Exercise:
Extract all records. Keep each one exact.

Entries taken from a collection
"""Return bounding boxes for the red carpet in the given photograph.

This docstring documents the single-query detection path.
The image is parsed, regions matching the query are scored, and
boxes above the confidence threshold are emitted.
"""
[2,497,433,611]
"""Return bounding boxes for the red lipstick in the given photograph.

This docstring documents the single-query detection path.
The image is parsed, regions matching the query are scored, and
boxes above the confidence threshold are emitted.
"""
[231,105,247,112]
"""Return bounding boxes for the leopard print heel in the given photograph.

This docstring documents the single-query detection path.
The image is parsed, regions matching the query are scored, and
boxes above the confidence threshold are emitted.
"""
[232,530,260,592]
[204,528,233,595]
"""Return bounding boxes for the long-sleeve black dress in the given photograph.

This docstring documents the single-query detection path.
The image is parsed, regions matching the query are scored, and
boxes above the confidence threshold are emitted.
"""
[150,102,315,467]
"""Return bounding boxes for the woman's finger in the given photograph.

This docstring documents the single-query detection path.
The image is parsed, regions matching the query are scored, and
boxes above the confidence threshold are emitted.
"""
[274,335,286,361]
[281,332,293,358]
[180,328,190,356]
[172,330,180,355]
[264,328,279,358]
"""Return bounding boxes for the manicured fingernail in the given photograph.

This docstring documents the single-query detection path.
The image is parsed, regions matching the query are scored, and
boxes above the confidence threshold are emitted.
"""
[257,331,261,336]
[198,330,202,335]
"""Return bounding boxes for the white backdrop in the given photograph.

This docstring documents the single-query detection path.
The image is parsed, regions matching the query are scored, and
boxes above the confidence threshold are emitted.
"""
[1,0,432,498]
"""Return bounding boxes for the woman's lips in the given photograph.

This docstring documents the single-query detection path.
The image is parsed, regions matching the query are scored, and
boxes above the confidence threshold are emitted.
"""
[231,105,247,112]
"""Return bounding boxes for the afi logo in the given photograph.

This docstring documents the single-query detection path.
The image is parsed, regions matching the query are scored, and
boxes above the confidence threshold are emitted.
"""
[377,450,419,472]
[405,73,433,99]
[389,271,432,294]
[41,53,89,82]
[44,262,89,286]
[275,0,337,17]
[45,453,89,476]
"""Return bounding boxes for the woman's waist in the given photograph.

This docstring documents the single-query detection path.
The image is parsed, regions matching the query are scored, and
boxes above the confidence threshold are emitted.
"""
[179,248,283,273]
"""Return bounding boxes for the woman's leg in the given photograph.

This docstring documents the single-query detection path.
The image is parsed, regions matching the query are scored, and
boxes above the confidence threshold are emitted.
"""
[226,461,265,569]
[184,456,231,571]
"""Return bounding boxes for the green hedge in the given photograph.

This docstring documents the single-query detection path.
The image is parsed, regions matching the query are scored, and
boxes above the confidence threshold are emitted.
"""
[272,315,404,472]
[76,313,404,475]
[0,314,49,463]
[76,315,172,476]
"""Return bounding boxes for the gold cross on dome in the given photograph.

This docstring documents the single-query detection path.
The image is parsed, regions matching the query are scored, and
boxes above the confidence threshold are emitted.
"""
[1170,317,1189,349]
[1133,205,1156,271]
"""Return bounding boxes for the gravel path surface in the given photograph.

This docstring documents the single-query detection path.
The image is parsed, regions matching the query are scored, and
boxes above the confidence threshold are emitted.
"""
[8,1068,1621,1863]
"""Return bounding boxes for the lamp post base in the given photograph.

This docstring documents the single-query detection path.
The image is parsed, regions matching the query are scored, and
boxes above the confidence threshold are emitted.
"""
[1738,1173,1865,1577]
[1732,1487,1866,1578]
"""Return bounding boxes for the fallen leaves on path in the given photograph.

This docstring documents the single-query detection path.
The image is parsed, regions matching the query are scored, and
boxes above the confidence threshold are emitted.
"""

Result of the exercise:
"""Return bounding boxes for the red carpet in the given photograph.

This docstring documents the single-query detection path.
The image is parsed, regions matching the query are scored, and
boxes above the confidence threshold are emitted.
"""
[2,497,433,611]
"""Return bounding boxes for the red lipstick in the given photograph.

This docstring documents the single-query detection path.
The image is parsed, regions matching the query are scored, and
boxes above the confidence threshold are emitted.
"""
[231,105,247,112]
"""Return bounding boxes for the leopard print heel in the given photograph.

This docstring documents the single-query detection path.
The image is parsed, regions matching the query are scored, and
boxes above the confidence threshold are emitted.
"""
[232,530,260,592]
[204,528,233,595]
"""Return bounding boxes for the long-sleeve black dress in the given photograph.

This docstring documents the single-query detection path.
The image is parsed, regions matching the query are scored, and
boxes above the confidence threshold are emitted.
"""
[150,102,315,467]
"""Return bounding boxes for the woman's finger in the given photograph.

This docstring documents the single-query detection path.
The image is parsed, regions matching the query are scored, and
boxes above the confidence threshold are emitted.
"""
[274,335,286,361]
[281,332,293,358]
[180,328,190,356]
[172,330,180,355]
[264,328,279,358]
"""Return bounding boxes for the manicured fingernail in the given photograph.

This docstring documents the single-query detection path.
The image is parsed, regions matching the query are scored, and
boxes above the confidence threshold are emitted.
"""
[257,331,261,336]
[198,330,202,335]
"""Return bounding boxes for the white backdrop in the given photograph.

This docstring documents the single-query detection path.
The image is parsed, regions matching the query are scored, and
boxes above the confidence threshold are emitted.
"""
[1,0,432,498]
"""Return bounding boxes for the woman's lips in the given photograph.

This docstring documents the single-query detection path.
The image is parsed, regions matching the query are scored, and
boxes above the confidence threshold are emitted.
"""
[231,105,247,112]
"""Return bounding boxes for the afi logo in the given photograph.

This docstring documents the single-query detection path.
The image is parsed, regions matching the query are scored, and
boxes above the confidence threshold are emitted.
"""
[377,450,419,472]
[405,73,433,99]
[389,271,432,294]
[41,53,89,82]
[44,262,89,286]
[275,0,337,17]
[45,453,89,476]
"""Return bounding boxes for the woman's waist in the given photograph.

This docstring documents the single-query detection path.
The image is parsed, regions matching the query are scored, and
boxes above the confidence threshold are emitted.
"""
[179,248,283,273]
"""Return bounding boxes for the woman's leg in the given photograph.

This docstring documents the single-query detection path.
The image is parsed, regions matching the query are scored, and
boxes above the confidence threshold are emitted.
"""
[226,461,265,569]
[184,456,231,571]
"""Return bounding boxes for the green hedge in the given photograph.

This docstring documents the single-query detection path.
The image is parsed, regions matching the query are scored, and
boxes above the confidence threshold are emitted.
"""
[272,315,404,472]
[76,313,404,475]
[0,314,49,463]
[76,315,172,476]
"""Return bounding boxes for the gold cross on dome in the given photograph.

This docstring documents the single-query detection path.
The image is parsed, regions matching the query are scored, and
boxes above the confidence threshold are emitted.
"""
[1170,317,1189,349]
[1133,205,1156,271]
"""Return bounding boxes for the gravel path surface in the given photograph.

This docstring documents the single-query detection path.
The image is parsed, regions matching the query are scored, and
boxes above the confidence threshold are emitted.
"""
[8,1068,1621,1863]
"""Return bounding boxes for the lamp post base in the given photograph.

This docstring documents the single-query detection path.
The image is parsed, regions matching the query are scored, and
boxes above the confidence threshold are emitted.
"""
[1738,1173,1865,1577]
[1732,1487,1866,1578]
"""Return bounding boxes for the fallen leaves on path in the given photograph.

This docstring documents the single-query detection path.
The image is parsed, regions matching the query are scored, and
boxes above the confidence threshold are emitted.
"""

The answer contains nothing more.